A run of records
========================================
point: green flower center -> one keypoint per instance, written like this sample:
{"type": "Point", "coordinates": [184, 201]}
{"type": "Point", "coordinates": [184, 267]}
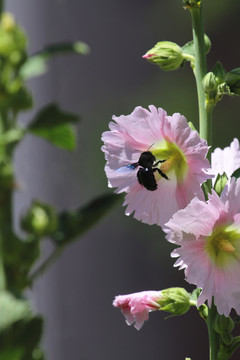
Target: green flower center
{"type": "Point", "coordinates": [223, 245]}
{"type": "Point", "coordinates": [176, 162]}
========================================
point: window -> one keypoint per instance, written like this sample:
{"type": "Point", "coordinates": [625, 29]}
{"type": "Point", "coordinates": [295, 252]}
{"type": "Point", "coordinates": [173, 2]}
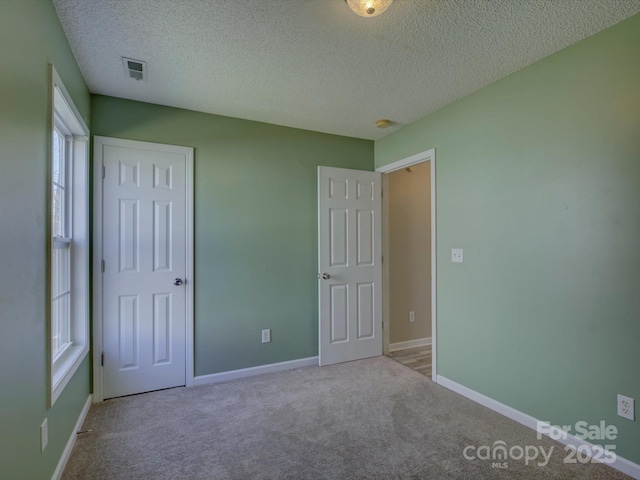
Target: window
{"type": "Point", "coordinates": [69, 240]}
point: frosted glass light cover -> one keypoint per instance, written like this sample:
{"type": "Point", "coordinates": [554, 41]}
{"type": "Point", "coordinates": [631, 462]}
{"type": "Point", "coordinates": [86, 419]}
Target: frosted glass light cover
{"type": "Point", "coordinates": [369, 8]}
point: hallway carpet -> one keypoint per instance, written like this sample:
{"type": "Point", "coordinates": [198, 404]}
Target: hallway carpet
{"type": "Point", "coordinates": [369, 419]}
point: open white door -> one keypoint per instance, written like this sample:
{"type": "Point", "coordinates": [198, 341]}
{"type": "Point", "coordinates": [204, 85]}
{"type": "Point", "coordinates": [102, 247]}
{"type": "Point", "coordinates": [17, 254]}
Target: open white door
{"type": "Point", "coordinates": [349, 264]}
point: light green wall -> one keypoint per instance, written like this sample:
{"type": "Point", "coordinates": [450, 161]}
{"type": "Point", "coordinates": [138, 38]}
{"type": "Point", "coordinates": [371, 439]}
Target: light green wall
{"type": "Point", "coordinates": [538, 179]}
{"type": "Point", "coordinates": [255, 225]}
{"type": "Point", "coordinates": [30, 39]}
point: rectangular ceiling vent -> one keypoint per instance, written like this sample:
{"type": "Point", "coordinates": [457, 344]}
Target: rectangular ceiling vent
========================================
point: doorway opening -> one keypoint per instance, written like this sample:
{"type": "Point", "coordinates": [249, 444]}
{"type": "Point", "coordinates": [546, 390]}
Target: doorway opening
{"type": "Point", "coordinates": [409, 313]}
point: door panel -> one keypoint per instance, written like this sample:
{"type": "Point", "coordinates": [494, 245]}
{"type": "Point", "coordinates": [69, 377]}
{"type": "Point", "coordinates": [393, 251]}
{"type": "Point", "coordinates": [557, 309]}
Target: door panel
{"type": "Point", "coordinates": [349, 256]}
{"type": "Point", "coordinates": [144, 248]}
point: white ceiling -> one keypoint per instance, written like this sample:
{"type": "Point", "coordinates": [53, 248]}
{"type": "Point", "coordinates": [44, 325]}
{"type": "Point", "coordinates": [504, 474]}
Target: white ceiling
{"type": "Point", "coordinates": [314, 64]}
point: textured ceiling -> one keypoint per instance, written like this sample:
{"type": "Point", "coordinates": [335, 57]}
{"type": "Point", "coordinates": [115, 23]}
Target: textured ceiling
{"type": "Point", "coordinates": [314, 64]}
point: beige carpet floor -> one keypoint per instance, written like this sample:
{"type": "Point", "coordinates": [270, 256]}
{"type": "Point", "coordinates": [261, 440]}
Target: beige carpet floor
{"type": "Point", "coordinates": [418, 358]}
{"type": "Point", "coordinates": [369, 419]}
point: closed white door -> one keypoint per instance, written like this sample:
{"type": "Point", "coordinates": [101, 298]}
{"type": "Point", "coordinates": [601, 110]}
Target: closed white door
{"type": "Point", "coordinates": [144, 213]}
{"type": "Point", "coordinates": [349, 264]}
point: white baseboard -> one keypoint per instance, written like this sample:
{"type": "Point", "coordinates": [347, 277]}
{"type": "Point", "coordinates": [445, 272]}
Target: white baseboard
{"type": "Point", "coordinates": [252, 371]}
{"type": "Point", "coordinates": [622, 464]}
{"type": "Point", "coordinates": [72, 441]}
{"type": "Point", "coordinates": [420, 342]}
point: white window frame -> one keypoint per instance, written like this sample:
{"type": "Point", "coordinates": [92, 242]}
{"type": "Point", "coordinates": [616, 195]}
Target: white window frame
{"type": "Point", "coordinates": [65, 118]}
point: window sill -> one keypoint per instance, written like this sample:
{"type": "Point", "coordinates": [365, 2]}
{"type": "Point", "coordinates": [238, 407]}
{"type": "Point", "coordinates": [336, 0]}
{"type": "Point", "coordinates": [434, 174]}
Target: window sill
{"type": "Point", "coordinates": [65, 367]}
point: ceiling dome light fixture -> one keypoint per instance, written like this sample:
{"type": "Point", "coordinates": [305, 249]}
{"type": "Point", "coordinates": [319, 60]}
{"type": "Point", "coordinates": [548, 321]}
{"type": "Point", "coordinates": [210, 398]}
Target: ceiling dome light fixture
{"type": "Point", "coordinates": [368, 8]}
========================================
[What is needed] Count the lines of the rows above that contain the string "closed". Case counts; give only the number.

[Answer to this task] 2